BEGIN LISTED RECORDS
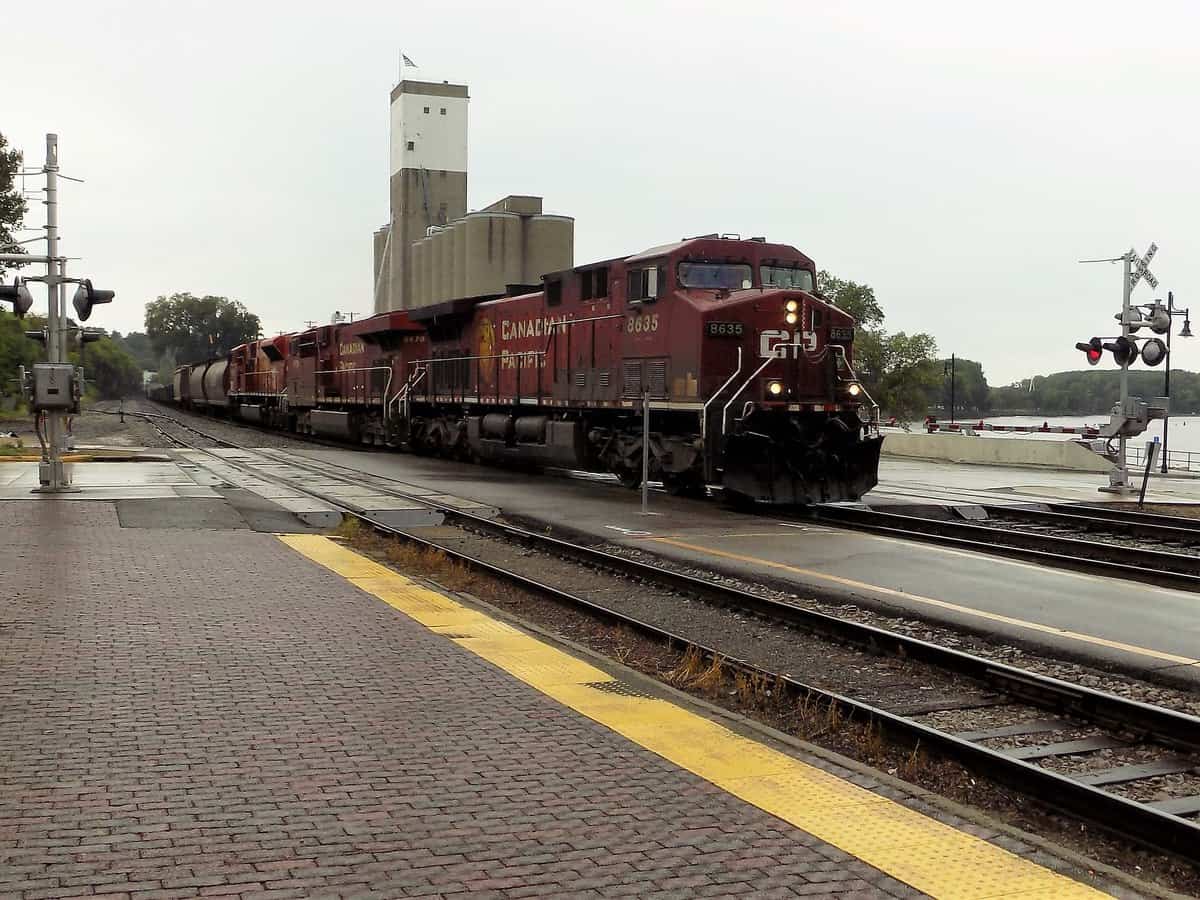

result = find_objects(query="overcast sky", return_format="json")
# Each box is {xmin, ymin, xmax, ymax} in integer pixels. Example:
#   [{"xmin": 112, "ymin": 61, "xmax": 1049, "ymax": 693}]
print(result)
[{"xmin": 7, "ymin": 0, "xmax": 1200, "ymax": 385}]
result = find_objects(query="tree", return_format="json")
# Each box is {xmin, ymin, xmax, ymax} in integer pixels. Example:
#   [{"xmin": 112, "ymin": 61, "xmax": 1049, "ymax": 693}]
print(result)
[
  {"xmin": 74, "ymin": 337, "xmax": 142, "ymax": 400},
  {"xmin": 878, "ymin": 332, "xmax": 941, "ymax": 422},
  {"xmin": 144, "ymin": 293, "xmax": 261, "ymax": 363},
  {"xmin": 0, "ymin": 131, "xmax": 27, "ymax": 279},
  {"xmin": 935, "ymin": 357, "xmax": 991, "ymax": 417},
  {"xmin": 107, "ymin": 330, "xmax": 157, "ymax": 371},
  {"xmin": 0, "ymin": 310, "xmax": 42, "ymax": 408},
  {"xmin": 817, "ymin": 270, "xmax": 939, "ymax": 420},
  {"xmin": 816, "ymin": 271, "xmax": 884, "ymax": 328}
]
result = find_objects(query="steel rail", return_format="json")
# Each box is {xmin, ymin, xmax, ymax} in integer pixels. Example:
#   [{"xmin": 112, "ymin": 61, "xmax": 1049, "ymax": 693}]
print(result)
[
  {"xmin": 1043, "ymin": 502, "xmax": 1200, "ymax": 533},
  {"xmin": 813, "ymin": 505, "xmax": 1200, "ymax": 591},
  {"xmin": 978, "ymin": 504, "xmax": 1200, "ymax": 545},
  {"xmin": 133, "ymin": 410, "xmax": 1200, "ymax": 864}
]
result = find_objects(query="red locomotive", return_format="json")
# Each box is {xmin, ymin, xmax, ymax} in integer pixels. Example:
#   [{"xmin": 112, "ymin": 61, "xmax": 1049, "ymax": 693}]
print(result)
[{"xmin": 169, "ymin": 235, "xmax": 881, "ymax": 504}]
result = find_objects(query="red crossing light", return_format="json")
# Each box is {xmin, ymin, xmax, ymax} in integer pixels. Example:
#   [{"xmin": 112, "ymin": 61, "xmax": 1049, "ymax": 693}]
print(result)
[{"xmin": 1075, "ymin": 337, "xmax": 1103, "ymax": 366}]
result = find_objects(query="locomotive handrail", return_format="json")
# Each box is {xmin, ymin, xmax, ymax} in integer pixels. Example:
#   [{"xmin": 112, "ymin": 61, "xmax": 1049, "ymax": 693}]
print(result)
[
  {"xmin": 311, "ymin": 366, "xmax": 394, "ymax": 423},
  {"xmin": 392, "ymin": 366, "xmax": 427, "ymax": 420},
  {"xmin": 406, "ymin": 350, "xmax": 545, "ymax": 407},
  {"xmin": 829, "ymin": 345, "xmax": 880, "ymax": 429},
  {"xmin": 406, "ymin": 350, "xmax": 545, "ymax": 365},
  {"xmin": 701, "ymin": 347, "xmax": 742, "ymax": 445},
  {"xmin": 721, "ymin": 355, "xmax": 777, "ymax": 436}
]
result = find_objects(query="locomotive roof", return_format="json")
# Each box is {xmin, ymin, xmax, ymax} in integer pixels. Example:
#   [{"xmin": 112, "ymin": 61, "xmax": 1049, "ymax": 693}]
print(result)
[{"xmin": 625, "ymin": 237, "xmax": 807, "ymax": 264}]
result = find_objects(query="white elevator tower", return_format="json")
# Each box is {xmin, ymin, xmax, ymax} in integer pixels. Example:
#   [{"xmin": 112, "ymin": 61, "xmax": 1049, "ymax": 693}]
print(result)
[{"xmin": 373, "ymin": 79, "xmax": 469, "ymax": 313}]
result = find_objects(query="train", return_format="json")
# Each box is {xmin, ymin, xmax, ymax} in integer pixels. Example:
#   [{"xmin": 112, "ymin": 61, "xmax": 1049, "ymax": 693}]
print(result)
[{"xmin": 153, "ymin": 235, "xmax": 882, "ymax": 505}]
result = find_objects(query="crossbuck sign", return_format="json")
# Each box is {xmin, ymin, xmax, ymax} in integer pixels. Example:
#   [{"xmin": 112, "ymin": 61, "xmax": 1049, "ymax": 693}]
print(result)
[{"xmin": 1129, "ymin": 243, "xmax": 1159, "ymax": 291}]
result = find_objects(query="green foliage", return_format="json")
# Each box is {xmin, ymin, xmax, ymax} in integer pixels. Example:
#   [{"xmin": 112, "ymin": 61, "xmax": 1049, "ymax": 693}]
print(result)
[
  {"xmin": 934, "ymin": 357, "xmax": 991, "ymax": 417},
  {"xmin": 817, "ymin": 271, "xmax": 939, "ymax": 419},
  {"xmin": 73, "ymin": 337, "xmax": 142, "ymax": 400},
  {"xmin": 876, "ymin": 333, "xmax": 942, "ymax": 422},
  {"xmin": 156, "ymin": 350, "xmax": 177, "ymax": 387},
  {"xmin": 0, "ymin": 309, "xmax": 42, "ymax": 404},
  {"xmin": 991, "ymin": 369, "xmax": 1192, "ymax": 416},
  {"xmin": 816, "ymin": 270, "xmax": 884, "ymax": 328},
  {"xmin": 144, "ymin": 292, "xmax": 261, "ymax": 363},
  {"xmin": 107, "ymin": 330, "xmax": 157, "ymax": 371},
  {"xmin": 0, "ymin": 131, "xmax": 27, "ymax": 279}
]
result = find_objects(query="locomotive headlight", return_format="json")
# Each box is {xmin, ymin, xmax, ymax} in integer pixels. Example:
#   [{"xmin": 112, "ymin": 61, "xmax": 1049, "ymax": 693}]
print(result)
[
  {"xmin": 785, "ymin": 312, "xmax": 798, "ymax": 325},
  {"xmin": 767, "ymin": 380, "xmax": 784, "ymax": 396},
  {"xmin": 785, "ymin": 299, "xmax": 799, "ymax": 313},
  {"xmin": 847, "ymin": 382, "xmax": 862, "ymax": 397}
]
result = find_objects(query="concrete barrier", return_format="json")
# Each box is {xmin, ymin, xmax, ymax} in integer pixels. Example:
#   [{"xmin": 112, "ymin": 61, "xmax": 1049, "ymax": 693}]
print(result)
[{"xmin": 881, "ymin": 432, "xmax": 1115, "ymax": 472}]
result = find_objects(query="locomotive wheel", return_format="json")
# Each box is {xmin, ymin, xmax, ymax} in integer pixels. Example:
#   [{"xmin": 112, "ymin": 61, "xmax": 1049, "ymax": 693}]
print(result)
[
  {"xmin": 663, "ymin": 474, "xmax": 705, "ymax": 498},
  {"xmin": 617, "ymin": 469, "xmax": 642, "ymax": 490}
]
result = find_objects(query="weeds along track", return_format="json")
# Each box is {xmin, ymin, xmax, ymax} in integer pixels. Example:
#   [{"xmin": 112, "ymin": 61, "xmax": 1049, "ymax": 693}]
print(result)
[{"xmin": 134, "ymin": 409, "xmax": 1200, "ymax": 865}]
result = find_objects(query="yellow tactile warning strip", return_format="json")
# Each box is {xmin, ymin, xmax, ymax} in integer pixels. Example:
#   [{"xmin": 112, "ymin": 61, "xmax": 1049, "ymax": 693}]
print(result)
[
  {"xmin": 651, "ymin": 536, "xmax": 1200, "ymax": 669},
  {"xmin": 279, "ymin": 534, "xmax": 1106, "ymax": 899}
]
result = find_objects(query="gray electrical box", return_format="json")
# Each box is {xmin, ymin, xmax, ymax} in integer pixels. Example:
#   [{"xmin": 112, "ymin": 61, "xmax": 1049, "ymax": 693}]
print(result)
[{"xmin": 32, "ymin": 364, "xmax": 76, "ymax": 411}]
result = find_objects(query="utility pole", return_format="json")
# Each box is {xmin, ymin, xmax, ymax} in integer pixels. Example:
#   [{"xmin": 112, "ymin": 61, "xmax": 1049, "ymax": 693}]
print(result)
[
  {"xmin": 1160, "ymin": 291, "xmax": 1192, "ymax": 473},
  {"xmin": 944, "ymin": 354, "xmax": 956, "ymax": 423},
  {"xmin": 1117, "ymin": 252, "xmax": 1133, "ymax": 490}
]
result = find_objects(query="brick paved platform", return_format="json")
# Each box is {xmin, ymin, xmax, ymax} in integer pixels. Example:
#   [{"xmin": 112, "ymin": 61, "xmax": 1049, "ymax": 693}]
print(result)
[{"xmin": 0, "ymin": 501, "xmax": 1131, "ymax": 899}]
END LISTED RECORDS
- WORK REQUIRED -
Among the lines above, which ones include the word "locomotive"? Copy them.

- ANSWER TO THIS EXERCISE -
result = find_objects(query="red locomotive", return_format="json")
result = find_objects(query="locomotive handrail", return_format="json")
result = find_objects(query="locomotive roof", return_format="json")
result = find_objects(query="locomotive headlight", return_format="json")
result = find_objects(query="locomotive wheel", return_format="json")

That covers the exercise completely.